- [TEXT EXTRACT]

+ + + + +

William Warwick Buckland, FBA (11 June 1859 – 16 January 1946) was a scholar of Roman law, Regius Professor of Civil Law at the University of Cambridge from 1914 to 1945.

Life
William Warwick Buckland was educated in France, at Hurstpierpoint College and the Crystal Palace School of Engineering. He entered Gonville and Caius College, Cambridge in 1881, graduating in 1884 with a first in the Law Tripos. Elected a Fellow of Caius, he remained a Cambridge academic for the remainder of his life. In 1920 he became a Fellow of the British Academy. He received honorary degrees from the universities of Oxford, Edinburgh (1922), Harvard (1929),  Lyon, Louvain and Paris. Among his best-known works on Roman Law is A Textbook of Roman Law from Augustus to Justinian, which became a standard text.

He is buried at the Parish of the Ascension Burial Ground in Cambridge.

Works
The Roman Law of Slavery: The Conditions of the Slave in Private Law from Augustus to Justinian (Cambridge: University Press, 1908)

+ + + + +

- [MATERIAL PROVIDED]

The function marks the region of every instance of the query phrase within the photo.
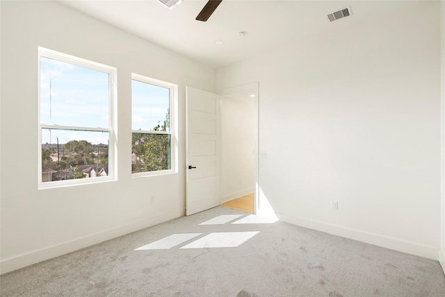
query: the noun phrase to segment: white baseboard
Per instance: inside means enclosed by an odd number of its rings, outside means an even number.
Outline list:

+ + + + +

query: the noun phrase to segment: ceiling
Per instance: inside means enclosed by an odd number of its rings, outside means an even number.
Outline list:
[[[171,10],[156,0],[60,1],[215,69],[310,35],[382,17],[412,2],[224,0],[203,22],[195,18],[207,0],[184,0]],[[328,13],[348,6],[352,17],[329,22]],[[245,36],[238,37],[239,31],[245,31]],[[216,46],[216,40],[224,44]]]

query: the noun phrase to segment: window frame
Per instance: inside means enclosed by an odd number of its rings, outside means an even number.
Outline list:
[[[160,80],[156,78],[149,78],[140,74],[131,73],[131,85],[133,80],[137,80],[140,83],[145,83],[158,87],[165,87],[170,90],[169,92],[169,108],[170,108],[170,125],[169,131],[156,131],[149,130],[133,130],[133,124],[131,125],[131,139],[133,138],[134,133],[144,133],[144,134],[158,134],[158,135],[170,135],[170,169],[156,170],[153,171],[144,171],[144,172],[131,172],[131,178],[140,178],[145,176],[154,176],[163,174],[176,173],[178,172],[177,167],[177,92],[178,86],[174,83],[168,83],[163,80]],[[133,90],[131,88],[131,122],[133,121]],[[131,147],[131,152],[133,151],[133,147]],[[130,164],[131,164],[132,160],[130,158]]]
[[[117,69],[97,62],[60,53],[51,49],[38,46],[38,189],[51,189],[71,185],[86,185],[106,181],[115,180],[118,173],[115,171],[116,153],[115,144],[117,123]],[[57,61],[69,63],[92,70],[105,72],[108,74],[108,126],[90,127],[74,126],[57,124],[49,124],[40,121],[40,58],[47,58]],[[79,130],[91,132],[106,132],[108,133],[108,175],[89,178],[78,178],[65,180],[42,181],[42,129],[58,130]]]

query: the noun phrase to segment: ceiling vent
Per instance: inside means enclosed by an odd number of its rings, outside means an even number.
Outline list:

+ + + + +

- [TASK REQUIREMENTS] Say whether each statement agrees with the text on William Warwick Buckland. Answer yes or no and quote the words of the text that decide it. 1. Buckland entered Gonville and Caius College in 1884. 2. He became a Fellow of the British Academy in 1920. 3. He is buried in Cambridge.

- [WRITTEN SOLUTION]
1. No: "He entered Gonville and Caius College, Cambridge in 1881, graduating in 1884 with a first in the Law Tripos."
2. Yes: "In 1920 he became a Fellow of the British Academy."
3. Yes: "He is buried at the Parish of the Ascension Burial Ground in Cambridge."